**Exercise requirements:** Which lines in the data below contain the word "road"? List each of those lines in full, and treat uppercase and lowercase as different.

**Listed records:**
——

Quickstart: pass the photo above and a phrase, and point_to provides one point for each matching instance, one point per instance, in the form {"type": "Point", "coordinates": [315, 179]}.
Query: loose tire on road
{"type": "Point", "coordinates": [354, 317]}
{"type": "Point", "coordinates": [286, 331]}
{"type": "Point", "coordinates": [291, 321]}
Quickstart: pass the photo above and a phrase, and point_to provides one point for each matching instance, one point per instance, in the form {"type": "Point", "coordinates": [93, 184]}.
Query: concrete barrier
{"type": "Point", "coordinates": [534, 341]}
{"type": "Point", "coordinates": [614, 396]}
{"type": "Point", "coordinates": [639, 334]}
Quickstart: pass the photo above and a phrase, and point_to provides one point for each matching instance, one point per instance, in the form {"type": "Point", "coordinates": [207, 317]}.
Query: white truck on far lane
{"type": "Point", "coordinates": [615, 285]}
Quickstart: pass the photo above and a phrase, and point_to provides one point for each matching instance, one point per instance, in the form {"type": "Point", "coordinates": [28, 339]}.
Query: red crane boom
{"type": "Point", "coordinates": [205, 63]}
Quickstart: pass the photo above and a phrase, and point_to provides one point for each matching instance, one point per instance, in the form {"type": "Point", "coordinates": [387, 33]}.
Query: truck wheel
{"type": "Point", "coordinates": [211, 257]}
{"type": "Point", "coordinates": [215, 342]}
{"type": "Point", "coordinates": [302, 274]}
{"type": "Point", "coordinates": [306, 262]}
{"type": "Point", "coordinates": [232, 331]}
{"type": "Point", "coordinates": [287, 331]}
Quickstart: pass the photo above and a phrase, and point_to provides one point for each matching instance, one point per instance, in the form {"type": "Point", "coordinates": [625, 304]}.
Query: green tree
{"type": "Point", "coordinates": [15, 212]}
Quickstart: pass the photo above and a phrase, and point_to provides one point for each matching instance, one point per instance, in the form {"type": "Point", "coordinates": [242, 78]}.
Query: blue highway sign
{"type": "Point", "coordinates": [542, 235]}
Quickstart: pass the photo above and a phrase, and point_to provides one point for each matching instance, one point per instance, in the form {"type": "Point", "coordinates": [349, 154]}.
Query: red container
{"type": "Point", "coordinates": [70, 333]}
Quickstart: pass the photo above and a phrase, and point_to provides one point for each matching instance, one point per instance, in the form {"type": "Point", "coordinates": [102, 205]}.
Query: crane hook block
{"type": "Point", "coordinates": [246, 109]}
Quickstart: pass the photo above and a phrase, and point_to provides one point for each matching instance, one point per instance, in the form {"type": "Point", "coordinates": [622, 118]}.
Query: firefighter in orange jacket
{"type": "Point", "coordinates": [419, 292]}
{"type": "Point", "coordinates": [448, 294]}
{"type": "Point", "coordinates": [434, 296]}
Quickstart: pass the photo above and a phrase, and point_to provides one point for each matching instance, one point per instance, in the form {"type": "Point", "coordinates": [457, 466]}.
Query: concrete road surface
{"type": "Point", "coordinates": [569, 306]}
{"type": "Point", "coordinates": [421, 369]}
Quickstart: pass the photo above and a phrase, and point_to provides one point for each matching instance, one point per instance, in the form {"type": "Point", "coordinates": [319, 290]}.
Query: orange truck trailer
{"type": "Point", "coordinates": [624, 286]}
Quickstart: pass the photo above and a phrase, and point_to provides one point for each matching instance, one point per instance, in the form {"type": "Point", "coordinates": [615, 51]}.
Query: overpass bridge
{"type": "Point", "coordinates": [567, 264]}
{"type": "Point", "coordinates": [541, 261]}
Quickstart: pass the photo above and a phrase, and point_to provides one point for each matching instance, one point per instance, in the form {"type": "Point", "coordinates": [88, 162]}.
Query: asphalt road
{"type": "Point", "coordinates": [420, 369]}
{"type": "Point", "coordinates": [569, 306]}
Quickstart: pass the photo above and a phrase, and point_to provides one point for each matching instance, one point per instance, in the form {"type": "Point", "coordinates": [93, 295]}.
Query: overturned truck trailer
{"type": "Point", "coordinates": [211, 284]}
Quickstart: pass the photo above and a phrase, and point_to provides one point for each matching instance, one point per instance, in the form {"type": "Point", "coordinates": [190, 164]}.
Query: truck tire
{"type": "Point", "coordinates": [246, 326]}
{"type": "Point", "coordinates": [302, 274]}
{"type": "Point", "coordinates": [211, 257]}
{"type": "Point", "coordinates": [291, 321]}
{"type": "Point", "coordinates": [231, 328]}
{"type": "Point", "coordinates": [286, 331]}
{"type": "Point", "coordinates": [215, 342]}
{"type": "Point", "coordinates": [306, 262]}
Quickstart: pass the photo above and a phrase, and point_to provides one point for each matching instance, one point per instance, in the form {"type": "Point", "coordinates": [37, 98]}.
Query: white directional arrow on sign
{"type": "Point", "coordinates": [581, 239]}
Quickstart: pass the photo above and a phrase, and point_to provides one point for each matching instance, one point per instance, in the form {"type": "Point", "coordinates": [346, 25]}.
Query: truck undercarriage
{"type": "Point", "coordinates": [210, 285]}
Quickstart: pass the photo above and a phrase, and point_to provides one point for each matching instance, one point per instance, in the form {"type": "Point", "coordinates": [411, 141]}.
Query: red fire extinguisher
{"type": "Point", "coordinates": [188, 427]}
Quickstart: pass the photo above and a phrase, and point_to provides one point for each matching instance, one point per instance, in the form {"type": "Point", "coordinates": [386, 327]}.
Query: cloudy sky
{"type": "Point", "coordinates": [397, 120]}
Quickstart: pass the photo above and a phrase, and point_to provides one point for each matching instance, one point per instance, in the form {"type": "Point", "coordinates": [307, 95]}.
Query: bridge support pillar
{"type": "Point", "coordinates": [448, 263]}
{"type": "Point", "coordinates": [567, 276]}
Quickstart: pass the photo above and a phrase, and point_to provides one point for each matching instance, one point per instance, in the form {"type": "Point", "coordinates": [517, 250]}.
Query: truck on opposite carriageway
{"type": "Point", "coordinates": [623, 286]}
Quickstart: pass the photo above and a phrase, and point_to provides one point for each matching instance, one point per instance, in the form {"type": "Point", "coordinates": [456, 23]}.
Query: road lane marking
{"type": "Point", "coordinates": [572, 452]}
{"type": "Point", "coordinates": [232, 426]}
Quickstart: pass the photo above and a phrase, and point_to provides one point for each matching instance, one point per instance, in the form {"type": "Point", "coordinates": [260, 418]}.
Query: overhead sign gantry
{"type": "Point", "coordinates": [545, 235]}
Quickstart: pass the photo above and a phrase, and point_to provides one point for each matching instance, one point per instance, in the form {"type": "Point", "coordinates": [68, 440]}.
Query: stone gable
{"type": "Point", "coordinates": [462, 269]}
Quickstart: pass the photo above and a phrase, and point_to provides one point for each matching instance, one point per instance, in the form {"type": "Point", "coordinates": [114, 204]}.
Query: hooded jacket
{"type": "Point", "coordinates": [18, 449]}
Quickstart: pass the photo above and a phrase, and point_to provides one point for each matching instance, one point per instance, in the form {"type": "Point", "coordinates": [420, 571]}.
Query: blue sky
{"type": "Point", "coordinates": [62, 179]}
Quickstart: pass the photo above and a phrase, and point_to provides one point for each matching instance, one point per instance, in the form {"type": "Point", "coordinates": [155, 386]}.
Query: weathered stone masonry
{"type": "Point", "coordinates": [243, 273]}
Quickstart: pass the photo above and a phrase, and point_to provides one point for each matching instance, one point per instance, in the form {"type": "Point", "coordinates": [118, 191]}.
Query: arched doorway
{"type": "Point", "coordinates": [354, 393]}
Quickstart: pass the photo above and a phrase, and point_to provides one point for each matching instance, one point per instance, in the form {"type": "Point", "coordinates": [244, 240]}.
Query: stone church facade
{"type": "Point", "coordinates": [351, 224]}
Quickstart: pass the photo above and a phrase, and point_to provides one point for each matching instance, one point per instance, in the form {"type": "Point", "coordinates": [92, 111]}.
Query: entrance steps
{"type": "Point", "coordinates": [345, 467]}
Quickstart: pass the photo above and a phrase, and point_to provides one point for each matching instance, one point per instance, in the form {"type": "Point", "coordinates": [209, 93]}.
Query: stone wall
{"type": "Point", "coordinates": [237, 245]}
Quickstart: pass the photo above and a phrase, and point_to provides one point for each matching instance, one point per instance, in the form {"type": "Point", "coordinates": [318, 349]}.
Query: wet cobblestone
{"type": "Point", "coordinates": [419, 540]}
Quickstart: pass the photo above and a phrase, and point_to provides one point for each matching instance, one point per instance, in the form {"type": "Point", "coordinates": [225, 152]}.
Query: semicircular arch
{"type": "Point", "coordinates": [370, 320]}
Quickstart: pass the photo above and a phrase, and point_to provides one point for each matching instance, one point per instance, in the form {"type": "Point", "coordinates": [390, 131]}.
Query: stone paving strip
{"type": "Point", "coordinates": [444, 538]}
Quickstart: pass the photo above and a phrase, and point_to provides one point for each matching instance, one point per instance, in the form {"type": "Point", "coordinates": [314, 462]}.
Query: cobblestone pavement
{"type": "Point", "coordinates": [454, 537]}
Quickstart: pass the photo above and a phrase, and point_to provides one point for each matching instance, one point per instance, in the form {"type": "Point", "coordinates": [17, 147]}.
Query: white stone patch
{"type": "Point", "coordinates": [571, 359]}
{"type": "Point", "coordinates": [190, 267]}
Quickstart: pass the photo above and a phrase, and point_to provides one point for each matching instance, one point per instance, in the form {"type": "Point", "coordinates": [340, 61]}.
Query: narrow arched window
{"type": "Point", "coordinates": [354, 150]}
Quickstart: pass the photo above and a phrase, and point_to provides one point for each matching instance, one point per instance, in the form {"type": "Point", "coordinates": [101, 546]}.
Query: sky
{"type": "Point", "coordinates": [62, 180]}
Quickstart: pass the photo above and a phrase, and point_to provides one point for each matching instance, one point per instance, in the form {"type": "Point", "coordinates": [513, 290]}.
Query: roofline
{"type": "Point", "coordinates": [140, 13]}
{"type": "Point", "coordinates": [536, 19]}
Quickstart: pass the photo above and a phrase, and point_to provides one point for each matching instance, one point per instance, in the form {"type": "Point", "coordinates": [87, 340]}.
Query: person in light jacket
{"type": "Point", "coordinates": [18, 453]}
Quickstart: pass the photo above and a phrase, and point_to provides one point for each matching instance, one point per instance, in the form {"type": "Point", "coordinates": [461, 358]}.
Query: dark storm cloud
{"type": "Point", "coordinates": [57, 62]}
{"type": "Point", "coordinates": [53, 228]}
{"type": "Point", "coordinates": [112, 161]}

——

**Result of this task:**
Query: loose tire on road
Query: concrete road surface
Query: asphalt road
Query: road lane marking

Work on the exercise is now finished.